Here are records with pictures in them. Copy all of them exactly and leave the pictures out.

——————————

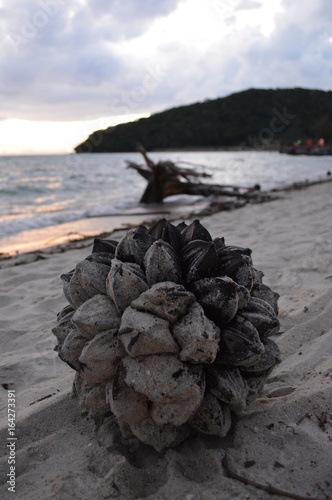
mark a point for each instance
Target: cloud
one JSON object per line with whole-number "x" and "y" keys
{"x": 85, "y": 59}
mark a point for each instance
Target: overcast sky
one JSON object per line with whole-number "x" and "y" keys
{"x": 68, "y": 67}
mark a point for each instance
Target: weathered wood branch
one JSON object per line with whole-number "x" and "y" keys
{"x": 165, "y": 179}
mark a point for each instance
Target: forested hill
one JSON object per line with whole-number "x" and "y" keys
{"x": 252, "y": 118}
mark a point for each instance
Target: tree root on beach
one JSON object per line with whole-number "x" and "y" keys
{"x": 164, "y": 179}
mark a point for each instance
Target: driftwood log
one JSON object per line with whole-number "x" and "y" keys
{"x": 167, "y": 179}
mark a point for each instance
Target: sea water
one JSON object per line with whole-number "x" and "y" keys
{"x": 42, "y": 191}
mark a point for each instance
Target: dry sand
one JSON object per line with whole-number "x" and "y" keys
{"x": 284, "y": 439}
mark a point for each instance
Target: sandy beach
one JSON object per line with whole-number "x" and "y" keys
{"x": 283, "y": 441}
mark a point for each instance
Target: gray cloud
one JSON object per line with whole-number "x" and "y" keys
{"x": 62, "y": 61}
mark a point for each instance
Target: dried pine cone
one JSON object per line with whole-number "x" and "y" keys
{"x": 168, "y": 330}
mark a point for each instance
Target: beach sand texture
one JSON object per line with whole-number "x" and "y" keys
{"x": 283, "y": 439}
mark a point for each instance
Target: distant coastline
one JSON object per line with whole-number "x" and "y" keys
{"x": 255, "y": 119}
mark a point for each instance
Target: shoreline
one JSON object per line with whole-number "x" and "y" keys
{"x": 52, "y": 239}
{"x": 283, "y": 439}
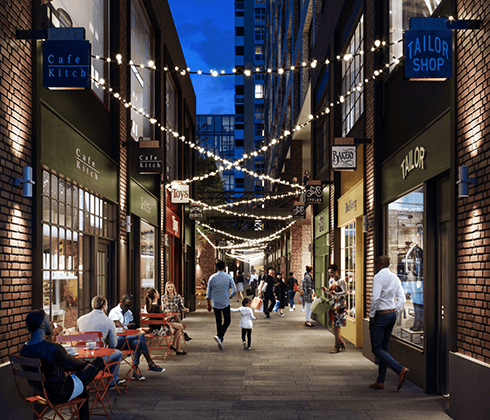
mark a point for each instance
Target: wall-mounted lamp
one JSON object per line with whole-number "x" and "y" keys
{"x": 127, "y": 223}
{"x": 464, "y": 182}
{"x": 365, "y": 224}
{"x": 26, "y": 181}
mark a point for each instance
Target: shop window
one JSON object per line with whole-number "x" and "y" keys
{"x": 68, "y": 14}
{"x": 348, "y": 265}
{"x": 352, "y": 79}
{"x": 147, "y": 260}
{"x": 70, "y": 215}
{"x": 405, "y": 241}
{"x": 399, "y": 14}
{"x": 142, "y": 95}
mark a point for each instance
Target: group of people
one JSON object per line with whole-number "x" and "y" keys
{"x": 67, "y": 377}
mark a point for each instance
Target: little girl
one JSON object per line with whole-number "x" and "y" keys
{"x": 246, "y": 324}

——————————

- _CORRECT RESPONSE_:
mark a point for each instance
Target: cloud
one JSON object per line with whole-number "x" and "y" keys
{"x": 85, "y": 59}
mark a point for each instance
Target: overcast sky
one JSON object per line with whole-number "x" and "y" keys
{"x": 68, "y": 67}
mark a point for each instance
Target: weathered wood branch
one JSON object per line with whole-number "x" and "y" keys
{"x": 165, "y": 179}
mark a point for each instance
Target: forested hill
one JSON object per line with whole-number "x" and "y" keys
{"x": 252, "y": 118}
mark a point for each instance
Target: tree root on beach
one JSON object per line with whole-number "x" and "y" keys
{"x": 164, "y": 179}
mark a point for each instance
Target: driftwood log
one JSON object per line with whole-number "x" and "y" keys
{"x": 167, "y": 179}
mark a point for each instance
Target: sea water
one JSON object per line with whole-number "x" and "y" keys
{"x": 42, "y": 191}
mark a point for each instance
Target: dry sand
one JSON object per line with whole-number "x" and "y" keys
{"x": 284, "y": 439}
mark a point for each instance
Target: sandy beach
one JSON object per line with whole-number "x" and "y" keys
{"x": 283, "y": 441}
mark a point for each instance
Target: gray cloud
one JSON object per line with whole-number "x" and "y" keys
{"x": 62, "y": 61}
mark a point for each instance
Target: dried pine cone
one JSON object per line with whole-number "x" and "y" keys
{"x": 168, "y": 330}
mark a point for each instance
Target: beach sand texture
one JSON object per line with whole-number "x" and "y" keys
{"x": 283, "y": 439}
mark a point for each instance
Target: distant coastline
one JSON object per line with whole-number "x" and "y" keys
{"x": 255, "y": 119}
mark a point for each instance
Target: shoreline
one JSON object per line with whole-number "x" and "y" keys
{"x": 52, "y": 239}
{"x": 283, "y": 439}
mark a point for each instance
Target: wall-mounted lamp
one JSON object per line with whole-number "x" and "y" keys
{"x": 127, "y": 223}
{"x": 464, "y": 182}
{"x": 365, "y": 224}
{"x": 26, "y": 181}
mark a point for each instance
Target: shop window
one JSON object per line with whole-number "x" and "y" keys
{"x": 68, "y": 14}
{"x": 348, "y": 265}
{"x": 352, "y": 79}
{"x": 147, "y": 260}
{"x": 70, "y": 215}
{"x": 405, "y": 241}
{"x": 399, "y": 14}
{"x": 142, "y": 95}
mark a point for each instance
Target: group of people
one JSON object per line with whole-number "x" and "y" keys
{"x": 67, "y": 377}
mark a point for each instance
Target: little girl
one JSON object per line with whole-number "x" and "y" keys
{"x": 246, "y": 324}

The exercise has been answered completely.